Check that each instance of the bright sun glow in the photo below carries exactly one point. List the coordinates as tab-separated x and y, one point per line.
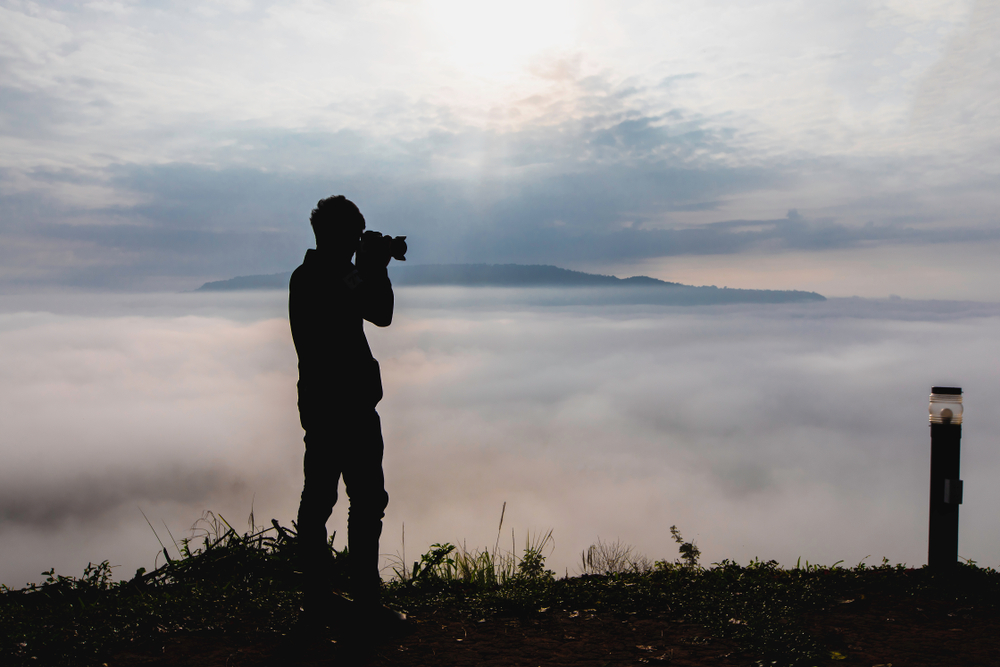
494	39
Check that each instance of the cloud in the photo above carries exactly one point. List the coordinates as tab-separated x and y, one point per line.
762	431
131	164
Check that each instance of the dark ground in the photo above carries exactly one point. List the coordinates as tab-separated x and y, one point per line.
880	630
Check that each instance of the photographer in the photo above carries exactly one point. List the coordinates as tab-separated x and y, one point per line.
339	387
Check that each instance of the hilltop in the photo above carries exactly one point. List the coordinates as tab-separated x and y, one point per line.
603	289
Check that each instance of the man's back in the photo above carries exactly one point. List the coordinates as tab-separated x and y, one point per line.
328	301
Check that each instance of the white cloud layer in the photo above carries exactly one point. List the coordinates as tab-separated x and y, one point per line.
765	431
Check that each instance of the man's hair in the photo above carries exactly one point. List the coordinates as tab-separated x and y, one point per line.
336	219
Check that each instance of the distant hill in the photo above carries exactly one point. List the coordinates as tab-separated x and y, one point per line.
637	289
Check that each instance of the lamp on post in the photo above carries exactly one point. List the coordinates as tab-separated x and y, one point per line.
946	487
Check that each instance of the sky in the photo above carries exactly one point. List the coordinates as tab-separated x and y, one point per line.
850	148
847	148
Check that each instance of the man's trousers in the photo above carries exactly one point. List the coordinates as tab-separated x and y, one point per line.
348	443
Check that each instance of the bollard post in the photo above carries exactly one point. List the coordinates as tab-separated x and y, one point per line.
946	487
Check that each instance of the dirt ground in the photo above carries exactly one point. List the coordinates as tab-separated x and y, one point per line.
876	632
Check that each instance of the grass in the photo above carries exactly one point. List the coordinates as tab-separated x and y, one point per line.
247	584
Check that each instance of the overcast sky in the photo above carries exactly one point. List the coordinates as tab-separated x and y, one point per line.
849	147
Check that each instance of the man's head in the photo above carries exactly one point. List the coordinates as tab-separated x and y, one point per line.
338	224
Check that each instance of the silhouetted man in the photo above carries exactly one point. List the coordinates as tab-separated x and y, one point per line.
339	387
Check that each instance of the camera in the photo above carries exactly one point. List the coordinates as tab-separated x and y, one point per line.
377	244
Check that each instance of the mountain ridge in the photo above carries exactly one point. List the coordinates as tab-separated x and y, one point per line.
640	289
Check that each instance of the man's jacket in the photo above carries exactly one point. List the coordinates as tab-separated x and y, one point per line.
328	299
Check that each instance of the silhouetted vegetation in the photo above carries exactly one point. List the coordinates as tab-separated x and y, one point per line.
248	585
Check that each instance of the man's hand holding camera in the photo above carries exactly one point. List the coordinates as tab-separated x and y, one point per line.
377	249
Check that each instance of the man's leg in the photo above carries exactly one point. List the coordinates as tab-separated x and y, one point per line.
365	483
321	469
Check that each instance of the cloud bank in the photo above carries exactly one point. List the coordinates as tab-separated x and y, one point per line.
761	431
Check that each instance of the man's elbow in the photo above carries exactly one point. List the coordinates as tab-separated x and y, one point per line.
382	319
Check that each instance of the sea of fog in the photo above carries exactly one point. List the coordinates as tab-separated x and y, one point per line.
774	432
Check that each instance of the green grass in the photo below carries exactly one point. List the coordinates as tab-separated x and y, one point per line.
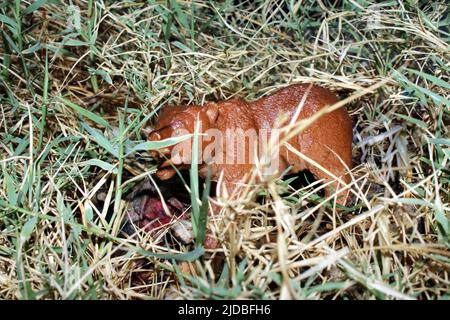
79	84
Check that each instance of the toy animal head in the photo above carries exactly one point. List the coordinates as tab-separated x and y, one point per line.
175	121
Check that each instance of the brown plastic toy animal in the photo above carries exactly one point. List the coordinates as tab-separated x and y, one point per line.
328	141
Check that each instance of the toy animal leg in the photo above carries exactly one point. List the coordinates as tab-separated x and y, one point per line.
335	186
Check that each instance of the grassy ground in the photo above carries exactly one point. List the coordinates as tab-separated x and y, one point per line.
80	82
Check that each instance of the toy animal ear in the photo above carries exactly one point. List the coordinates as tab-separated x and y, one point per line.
212	111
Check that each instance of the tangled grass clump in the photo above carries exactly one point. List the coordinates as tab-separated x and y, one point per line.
80	83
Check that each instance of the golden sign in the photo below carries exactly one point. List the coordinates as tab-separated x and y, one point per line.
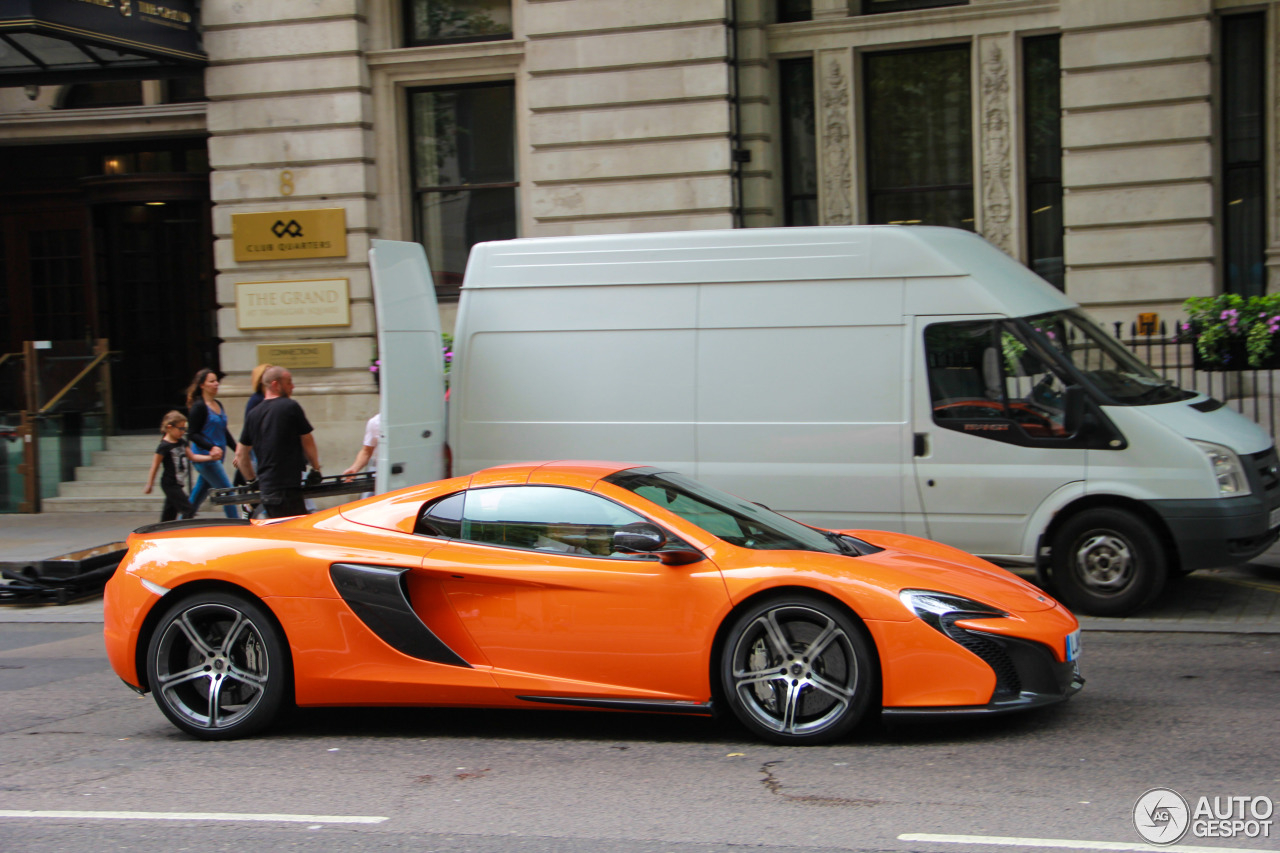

------------------------------------

What is required ▸ Print the material above exactly, skipping its images.

Exercise result ▸
Check that each instance of the bright sun glow in the photo below carries exactly one point. List the coordinates as tab-separated x and y, one point per line.
494	39
Check that each instance of the cloud in the photo above carries exactly one point. List the coordinates as tab-separated x and y, one point per line.
762	431
131	164
Check that each instance of the dark ground in the photo above carries exactly one point. List the coordinates as tab-separated x and y, one point per line.
880	630
Check that each instance of the photographer in the photo above carries exactly one point. List the coordinates as tab-separated x and y, one point per line.
339	387
Check that each instance of the hilltop in the photo above carries exactly one point. List the coordinates as tab-separated x and y, one point per line.
603	289
Check that each instance of the man's back in the photo above carries exactly one point. List the coordinates as tab-separated x and y, one point per line.
328	301
Check that each instance of the white cloud layer in the photo above carries exactly one point. List the coordinates as tab-separated x and y, one point per line.
765	431
Check that each instance of the man's hair in the photo above carries exactly one point. List the coordinates as tab-separated x and y, one point per line.
336	219
Check that each instance of the distant hill in the photo above carries exactly one point. List the coordinates as tab-separated x and y, one point per line.
637	289
Check that each instance of the lamp on post in the photo above carries exactly one point. List the coordinates as tab-separated x and y, one point per line.
946	487
Check that each instance of the sky in the photo above carries exactly one point. List the coordinates as tab-separated x and y, one point per line.
850	148
847	148
Check that each instance of the man's trousers in the photo above carries exactly one point. List the coordinates as tab-separated x and y, one point per line.
348	443
Check that each instance of the bollard post in the photo above carries exactly one point. List the coordinates as tab-separated x and y, one point per line.
946	487
Check that each instance of the dirt ground in the photo above carries exactly one point. List the coordinates as tab-separated x and y, one point per line.
876	632
Check that each instance of the grass in the photo above carries exactly one point. List the coordinates as tab-separated x and y, one point per line.
247	584
Check that each instance of the overcast sky in the photo above carries exactly one point. List the coordinates as tab-separated x and y, one point per line.
849	147
Check that each instance of the man's head in the photo above carries exactly one point. List the coordinates as tab-separated x and y, one point per line.
338	224
Check that each instance of the silhouetted man in the photo above carries exactly one point. List the coordinates as tab-separated x and y, one point per line.
339	387
Check that each instance of the camera in the photo above carries exactly one point. List the coordinates as tab-separated x and y, one point per line.
377	244
Check that each instance of the mountain ridge in the photo above carries exactly one point. List the coordinates as tab-separated x and y, one point per line.
640	289
Check that each instance of the man's jacket in the photo above carries exactly one point. List the coordinates as tab-separated x and y, one point per line.
328	299
Check that each instance of the silhouetted vegetation in the photo above carries exactly one point. List the coordinates as tab-separated x and y, one point per line.
248	585
Check that each instance of the man's hand holding camera in the photo above carries exactly one point. List the coordinates as tab-separated x and y, one point per line.
377	249
Check that each instance of the man's leg in the photo above carries exactly one point. List the coordinates as tab-separated x and y, one point per line.
365	483
321	469
Check that each instance of the cloud bank in the photo above carries exactly one point. List the coordinates as tab-separated x and y, one point per line.
761	431
Check that each instance of the man's elbow in the photo above carries exactly one point. List the coordinates as tab-separated x and y, one point per line.
382	319
Check that each instance of the sea of fog in the photo above carries exactly one point. List the coordinates as tab-separated x and y, one point per line.
774	432
Check that each instance of the green grass in the photo below carries exactly one point. List the coordinates as tab-separated x and y, one point per line.
79	84
Check that each instance of the toy animal head in the photo above carries exactly one point. List the coordinates as tab-separated x and y, one point per line.
175	121
Check that each instance of the brown plastic toy animal in the photo above carries exactly one point. List the coordinates as tab-separated x and y, one point per line.
328	141
Check that each instance of the toy animal leg in the photo above carries exactly one point. List the coordinates as tab-separated x and y, one point per line.
335	186
Check that each instance of the grassy ground in the photo above carries exactly one point. List the coordinates as tab-separated x and y, one point per line.
80	82
Check that each instance of the toy animal ear in the photo above carries exactly one point. List the coordinates as tab-separated x and y, one point per line.
212	111
Check that each instance of the tangled grass clump in the photo above carries exactly one point. List the coordinates as tab-separated x and y, one point per line.
80	83
Check that each instance of the golden sign in the photo below carries exactly one point. List the coordinates as tab-separated x and y, one point per line.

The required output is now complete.